_Task goal_:
From the line containing "Habitat-census task: mark the street" onward to the last line of the data below, copy each line exactly and add nothing.

_Entries provided_:
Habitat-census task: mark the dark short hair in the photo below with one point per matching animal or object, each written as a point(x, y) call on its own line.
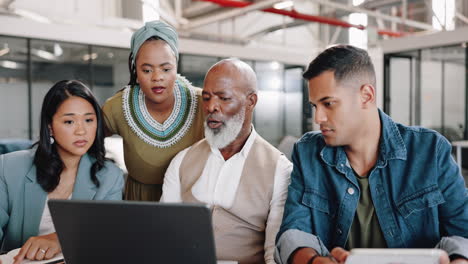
point(345, 61)
point(48, 163)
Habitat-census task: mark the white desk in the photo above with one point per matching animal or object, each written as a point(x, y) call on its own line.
point(459, 145)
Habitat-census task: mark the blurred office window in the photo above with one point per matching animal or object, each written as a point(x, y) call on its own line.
point(431, 91)
point(400, 91)
point(293, 84)
point(51, 62)
point(454, 59)
point(14, 88)
point(109, 71)
point(427, 88)
point(269, 113)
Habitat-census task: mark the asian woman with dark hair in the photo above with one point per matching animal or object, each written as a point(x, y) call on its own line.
point(66, 163)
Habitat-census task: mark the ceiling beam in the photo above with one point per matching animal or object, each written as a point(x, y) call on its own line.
point(351, 8)
point(229, 14)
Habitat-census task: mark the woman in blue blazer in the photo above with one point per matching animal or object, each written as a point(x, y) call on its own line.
point(68, 163)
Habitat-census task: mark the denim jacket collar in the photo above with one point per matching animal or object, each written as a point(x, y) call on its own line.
point(391, 146)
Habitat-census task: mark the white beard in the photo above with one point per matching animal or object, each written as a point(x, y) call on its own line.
point(221, 137)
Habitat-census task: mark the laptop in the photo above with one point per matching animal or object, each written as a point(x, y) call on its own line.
point(122, 232)
point(394, 256)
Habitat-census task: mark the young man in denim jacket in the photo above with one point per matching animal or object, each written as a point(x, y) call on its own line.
point(364, 180)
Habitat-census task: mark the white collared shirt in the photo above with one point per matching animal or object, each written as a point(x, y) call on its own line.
point(219, 182)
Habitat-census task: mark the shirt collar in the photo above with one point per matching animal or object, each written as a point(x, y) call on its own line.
point(245, 149)
point(391, 145)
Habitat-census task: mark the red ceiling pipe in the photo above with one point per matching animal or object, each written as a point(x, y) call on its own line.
point(297, 15)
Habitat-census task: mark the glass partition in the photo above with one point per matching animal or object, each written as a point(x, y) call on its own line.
point(14, 88)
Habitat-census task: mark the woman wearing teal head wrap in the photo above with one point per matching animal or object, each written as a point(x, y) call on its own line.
point(158, 114)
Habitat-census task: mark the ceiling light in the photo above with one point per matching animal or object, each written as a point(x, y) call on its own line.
point(284, 4)
point(4, 51)
point(58, 51)
point(44, 54)
point(12, 65)
point(91, 56)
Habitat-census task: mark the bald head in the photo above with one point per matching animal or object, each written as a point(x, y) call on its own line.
point(238, 73)
point(229, 97)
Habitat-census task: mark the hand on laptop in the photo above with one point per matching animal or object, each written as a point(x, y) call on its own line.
point(39, 248)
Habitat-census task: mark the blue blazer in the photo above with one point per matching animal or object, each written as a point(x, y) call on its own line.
point(22, 199)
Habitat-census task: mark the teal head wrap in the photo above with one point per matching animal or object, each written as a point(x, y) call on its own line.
point(154, 29)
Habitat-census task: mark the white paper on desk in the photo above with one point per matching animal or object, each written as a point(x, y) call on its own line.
point(391, 259)
point(8, 258)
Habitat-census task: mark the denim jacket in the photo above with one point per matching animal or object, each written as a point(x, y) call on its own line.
point(418, 192)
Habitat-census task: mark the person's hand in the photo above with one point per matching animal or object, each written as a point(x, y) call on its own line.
point(339, 254)
point(459, 261)
point(39, 248)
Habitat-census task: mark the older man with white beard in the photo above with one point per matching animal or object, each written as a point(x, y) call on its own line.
point(234, 170)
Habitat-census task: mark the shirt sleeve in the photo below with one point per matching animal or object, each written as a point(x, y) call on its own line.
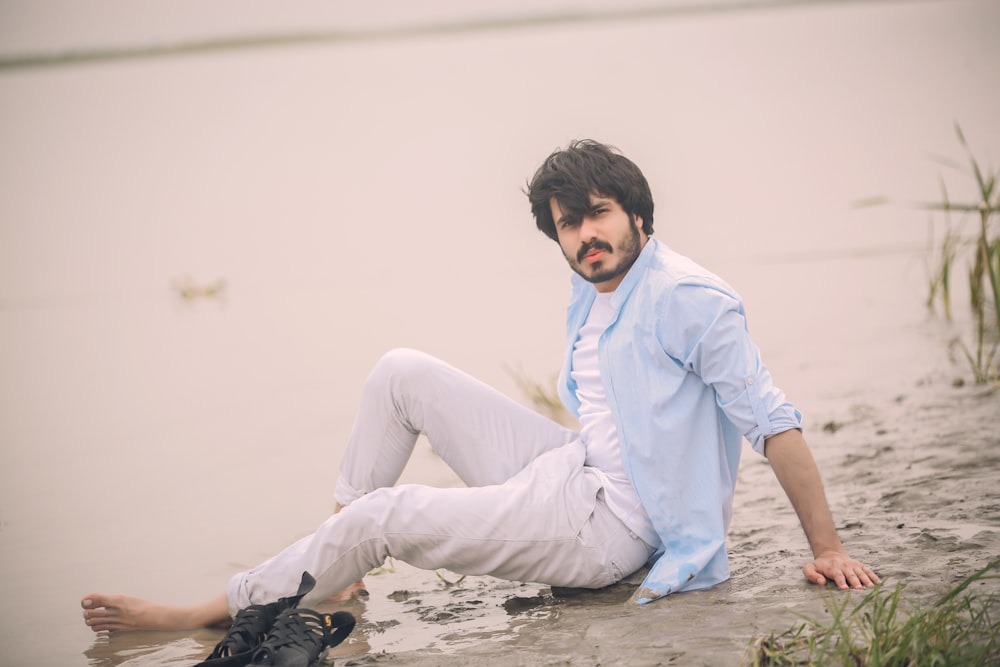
point(705, 328)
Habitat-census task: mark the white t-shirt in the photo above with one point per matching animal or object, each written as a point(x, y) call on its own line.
point(597, 424)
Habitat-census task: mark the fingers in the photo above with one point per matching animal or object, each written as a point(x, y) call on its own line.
point(101, 614)
point(845, 574)
point(813, 575)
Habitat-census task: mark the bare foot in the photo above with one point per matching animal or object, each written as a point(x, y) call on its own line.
point(114, 613)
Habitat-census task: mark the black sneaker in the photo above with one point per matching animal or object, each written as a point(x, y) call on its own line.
point(250, 627)
point(301, 637)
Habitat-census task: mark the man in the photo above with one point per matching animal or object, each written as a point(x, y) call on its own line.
point(666, 383)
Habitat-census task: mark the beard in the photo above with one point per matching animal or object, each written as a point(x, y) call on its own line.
point(617, 261)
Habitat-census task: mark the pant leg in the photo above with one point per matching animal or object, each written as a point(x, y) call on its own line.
point(547, 524)
point(483, 435)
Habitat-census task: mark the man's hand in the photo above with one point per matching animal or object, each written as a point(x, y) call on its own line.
point(794, 467)
point(841, 569)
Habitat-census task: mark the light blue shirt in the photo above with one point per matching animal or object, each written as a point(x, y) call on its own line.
point(686, 385)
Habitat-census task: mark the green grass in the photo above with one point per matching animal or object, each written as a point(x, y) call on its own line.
point(984, 265)
point(959, 629)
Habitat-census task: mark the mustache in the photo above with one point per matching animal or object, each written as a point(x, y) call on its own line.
point(596, 244)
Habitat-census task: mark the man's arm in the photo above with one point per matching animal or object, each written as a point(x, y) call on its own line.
point(796, 470)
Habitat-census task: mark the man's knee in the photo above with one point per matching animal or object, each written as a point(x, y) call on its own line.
point(400, 366)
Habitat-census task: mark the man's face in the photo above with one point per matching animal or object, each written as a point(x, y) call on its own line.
point(602, 245)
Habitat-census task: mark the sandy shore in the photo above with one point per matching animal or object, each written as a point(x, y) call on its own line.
point(912, 479)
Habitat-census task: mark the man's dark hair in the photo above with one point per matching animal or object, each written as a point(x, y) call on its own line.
point(582, 169)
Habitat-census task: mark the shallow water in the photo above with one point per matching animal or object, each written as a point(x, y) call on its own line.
point(358, 197)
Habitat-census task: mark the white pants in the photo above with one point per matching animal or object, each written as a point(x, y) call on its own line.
point(532, 511)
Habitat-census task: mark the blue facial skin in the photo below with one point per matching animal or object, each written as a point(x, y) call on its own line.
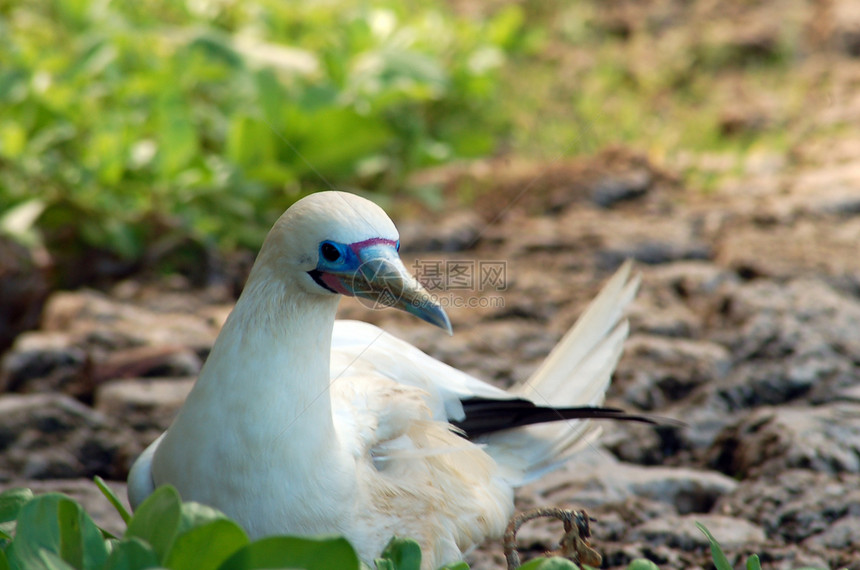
point(372, 269)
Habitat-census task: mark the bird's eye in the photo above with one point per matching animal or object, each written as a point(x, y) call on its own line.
point(329, 252)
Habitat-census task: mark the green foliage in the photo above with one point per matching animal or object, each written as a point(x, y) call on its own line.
point(129, 121)
point(53, 532)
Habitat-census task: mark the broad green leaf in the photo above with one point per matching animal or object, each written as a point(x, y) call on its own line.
point(114, 500)
point(81, 542)
point(56, 524)
point(156, 520)
point(642, 564)
point(11, 502)
point(753, 562)
point(402, 554)
point(132, 554)
point(720, 560)
point(177, 135)
point(53, 562)
point(206, 546)
point(294, 552)
point(554, 563)
point(455, 566)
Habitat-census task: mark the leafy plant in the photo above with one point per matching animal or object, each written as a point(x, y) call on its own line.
point(125, 124)
point(53, 532)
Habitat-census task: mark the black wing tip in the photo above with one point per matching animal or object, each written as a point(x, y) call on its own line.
point(484, 416)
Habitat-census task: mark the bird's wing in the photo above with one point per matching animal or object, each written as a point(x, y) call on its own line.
point(362, 348)
point(415, 476)
point(570, 385)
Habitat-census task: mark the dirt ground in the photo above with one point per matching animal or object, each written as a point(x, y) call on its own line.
point(746, 328)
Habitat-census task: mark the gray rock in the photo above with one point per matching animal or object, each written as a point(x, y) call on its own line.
point(795, 504)
point(771, 440)
point(44, 362)
point(143, 403)
point(594, 478)
point(23, 288)
point(656, 371)
point(681, 532)
point(844, 534)
point(44, 436)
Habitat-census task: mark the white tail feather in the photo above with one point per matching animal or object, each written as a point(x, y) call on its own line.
point(576, 373)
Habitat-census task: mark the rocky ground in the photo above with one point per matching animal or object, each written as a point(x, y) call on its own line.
point(746, 328)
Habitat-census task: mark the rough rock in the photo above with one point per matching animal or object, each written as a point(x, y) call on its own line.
point(45, 436)
point(144, 404)
point(23, 289)
point(656, 371)
point(45, 362)
point(86, 493)
point(796, 504)
point(681, 532)
point(112, 325)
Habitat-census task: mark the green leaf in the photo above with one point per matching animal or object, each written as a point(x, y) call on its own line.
point(206, 546)
point(400, 554)
point(294, 552)
point(58, 525)
point(156, 520)
point(642, 564)
point(720, 560)
point(197, 514)
point(11, 502)
point(114, 500)
point(753, 563)
point(554, 563)
point(455, 566)
point(132, 554)
point(51, 561)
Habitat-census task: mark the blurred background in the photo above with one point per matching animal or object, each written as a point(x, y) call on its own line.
point(155, 136)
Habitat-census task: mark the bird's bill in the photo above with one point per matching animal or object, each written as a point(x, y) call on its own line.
point(383, 279)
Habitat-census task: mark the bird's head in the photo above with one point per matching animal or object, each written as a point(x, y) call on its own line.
point(336, 243)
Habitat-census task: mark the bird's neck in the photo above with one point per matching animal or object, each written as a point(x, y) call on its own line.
point(269, 368)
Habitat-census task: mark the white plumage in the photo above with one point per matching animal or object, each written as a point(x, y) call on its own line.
point(299, 424)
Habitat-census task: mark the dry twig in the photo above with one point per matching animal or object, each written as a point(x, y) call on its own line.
point(573, 545)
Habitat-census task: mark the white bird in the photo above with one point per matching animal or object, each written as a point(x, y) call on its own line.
point(301, 424)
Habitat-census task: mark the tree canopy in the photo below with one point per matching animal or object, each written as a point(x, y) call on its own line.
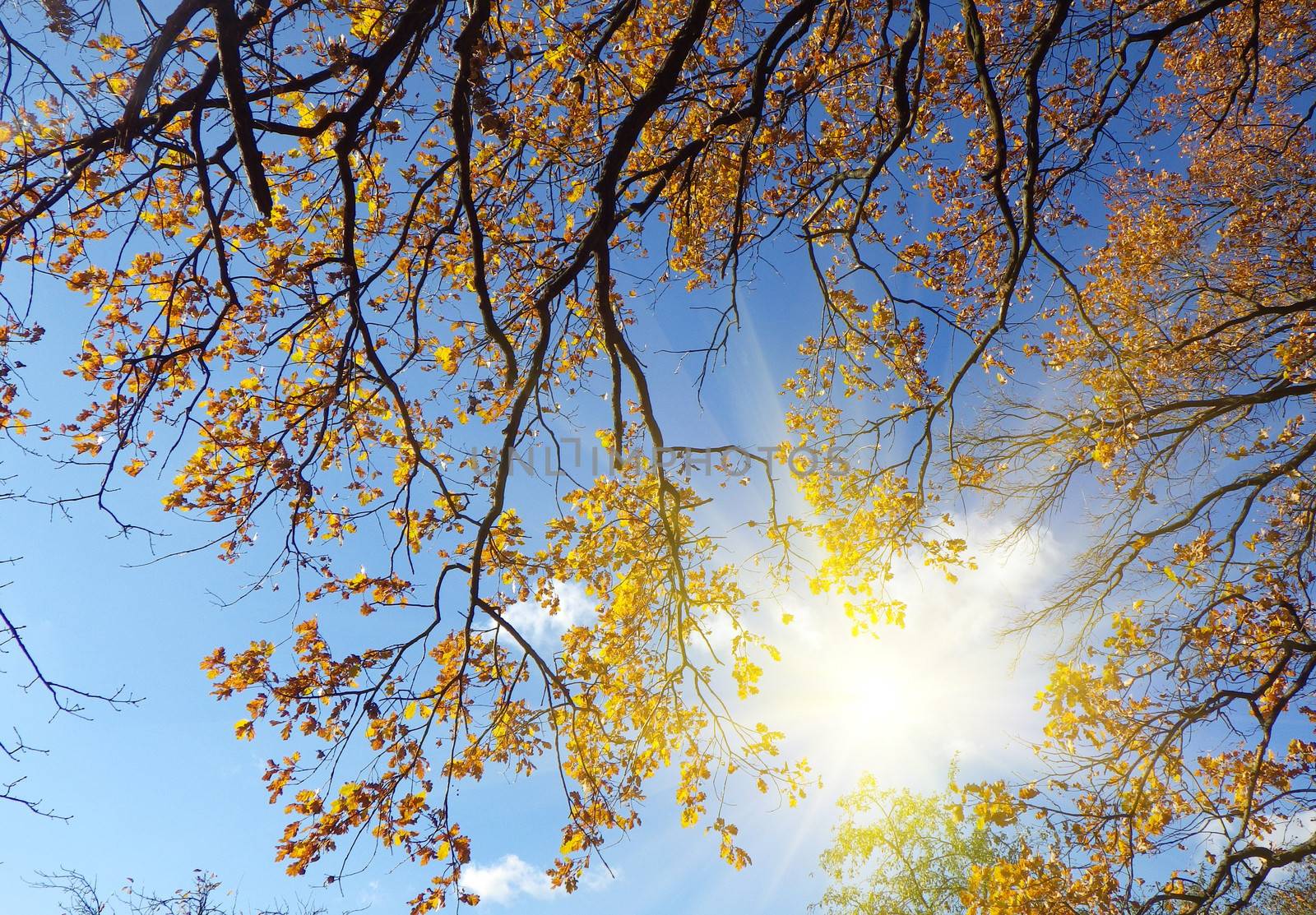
point(346, 258)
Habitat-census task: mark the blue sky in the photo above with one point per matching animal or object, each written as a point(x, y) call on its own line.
point(164, 788)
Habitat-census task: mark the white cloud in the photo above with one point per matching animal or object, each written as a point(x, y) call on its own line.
point(540, 627)
point(511, 880)
point(507, 881)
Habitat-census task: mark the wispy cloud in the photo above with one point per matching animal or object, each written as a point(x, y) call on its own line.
point(511, 880)
point(541, 627)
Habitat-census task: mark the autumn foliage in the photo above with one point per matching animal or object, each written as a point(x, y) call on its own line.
point(345, 258)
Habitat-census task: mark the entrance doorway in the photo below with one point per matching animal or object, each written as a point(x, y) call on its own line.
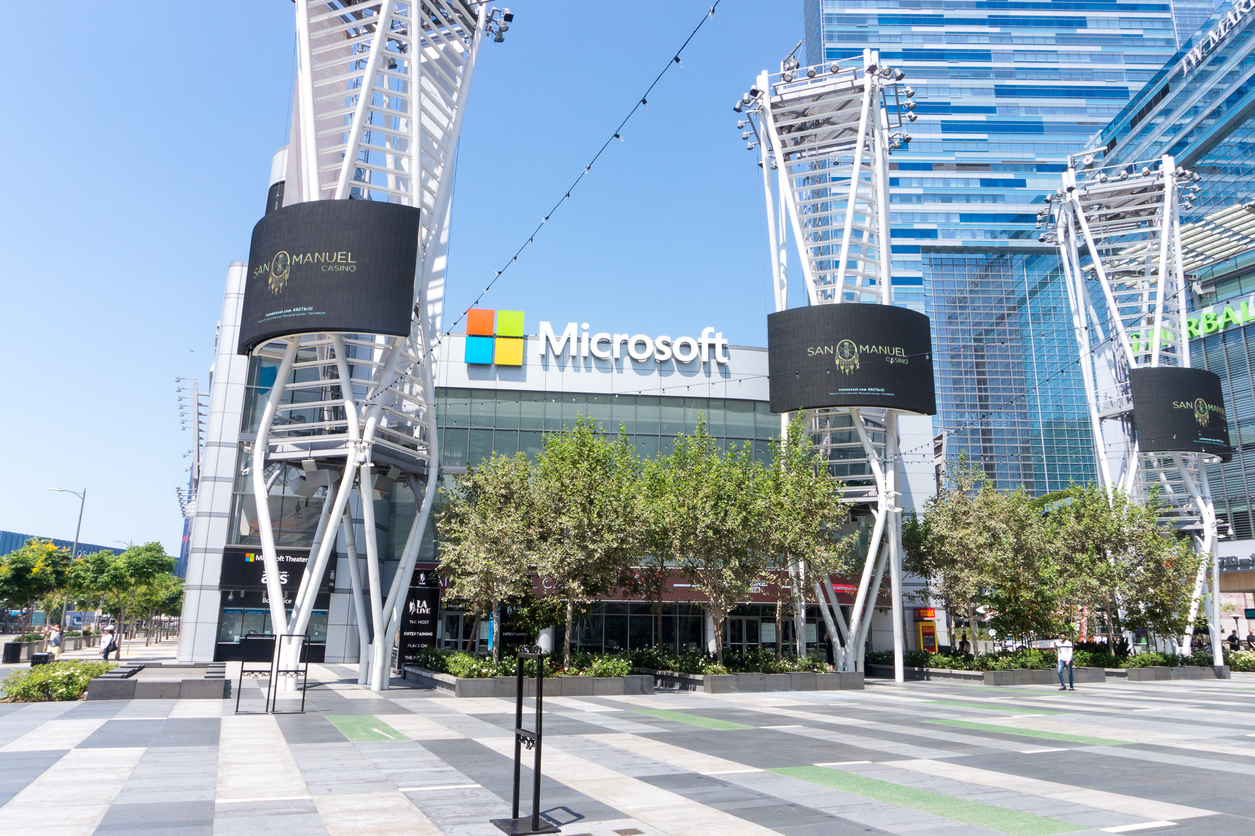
point(743, 632)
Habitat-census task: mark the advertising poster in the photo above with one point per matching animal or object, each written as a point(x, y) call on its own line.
point(850, 355)
point(330, 266)
point(1180, 411)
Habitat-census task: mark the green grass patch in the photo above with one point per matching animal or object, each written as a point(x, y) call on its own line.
point(988, 707)
point(969, 812)
point(692, 719)
point(364, 728)
point(1030, 732)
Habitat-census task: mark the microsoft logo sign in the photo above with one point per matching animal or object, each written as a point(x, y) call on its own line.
point(501, 343)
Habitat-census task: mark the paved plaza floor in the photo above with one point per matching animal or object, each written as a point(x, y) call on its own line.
point(959, 760)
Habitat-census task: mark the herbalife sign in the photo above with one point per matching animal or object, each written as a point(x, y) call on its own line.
point(1206, 43)
point(1202, 323)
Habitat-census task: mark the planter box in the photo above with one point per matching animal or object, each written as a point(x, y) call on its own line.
point(751, 683)
point(126, 683)
point(1022, 677)
point(1161, 673)
point(505, 687)
point(925, 674)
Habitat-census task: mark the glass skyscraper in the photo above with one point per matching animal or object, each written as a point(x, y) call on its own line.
point(1005, 91)
point(1202, 112)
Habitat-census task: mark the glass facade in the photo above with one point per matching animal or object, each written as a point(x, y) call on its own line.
point(475, 423)
point(1005, 92)
point(1204, 114)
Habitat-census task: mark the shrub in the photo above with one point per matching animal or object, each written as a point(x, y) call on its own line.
point(609, 667)
point(468, 667)
point(59, 680)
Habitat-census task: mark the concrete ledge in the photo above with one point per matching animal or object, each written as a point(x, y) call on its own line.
point(505, 687)
point(1162, 673)
point(749, 683)
point(997, 678)
point(103, 688)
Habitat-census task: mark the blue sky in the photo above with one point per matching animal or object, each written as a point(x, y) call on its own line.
point(136, 158)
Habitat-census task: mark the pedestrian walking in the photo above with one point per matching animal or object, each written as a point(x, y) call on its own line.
point(108, 644)
point(54, 642)
point(1063, 650)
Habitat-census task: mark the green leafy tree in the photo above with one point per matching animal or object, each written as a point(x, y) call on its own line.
point(950, 544)
point(32, 573)
point(714, 506)
point(161, 595)
point(1024, 575)
point(486, 527)
point(586, 516)
point(806, 507)
point(118, 578)
point(1121, 557)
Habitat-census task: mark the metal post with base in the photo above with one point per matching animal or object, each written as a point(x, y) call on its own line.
point(531, 738)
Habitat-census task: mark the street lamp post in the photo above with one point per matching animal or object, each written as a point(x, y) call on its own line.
point(74, 550)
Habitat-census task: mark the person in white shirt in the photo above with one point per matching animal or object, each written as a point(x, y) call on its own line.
point(108, 644)
point(1063, 650)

_Task response_:
Habitat-census task: mark the street lamp post in the photo above with one point per matching animal or object, each written as a point(x, y) call on its own line.
point(74, 550)
Habitat-census task: mark the person in white shirt in the photo above with one point per matching animal or object, each written as a point(x, y) call on its own line.
point(108, 644)
point(1063, 650)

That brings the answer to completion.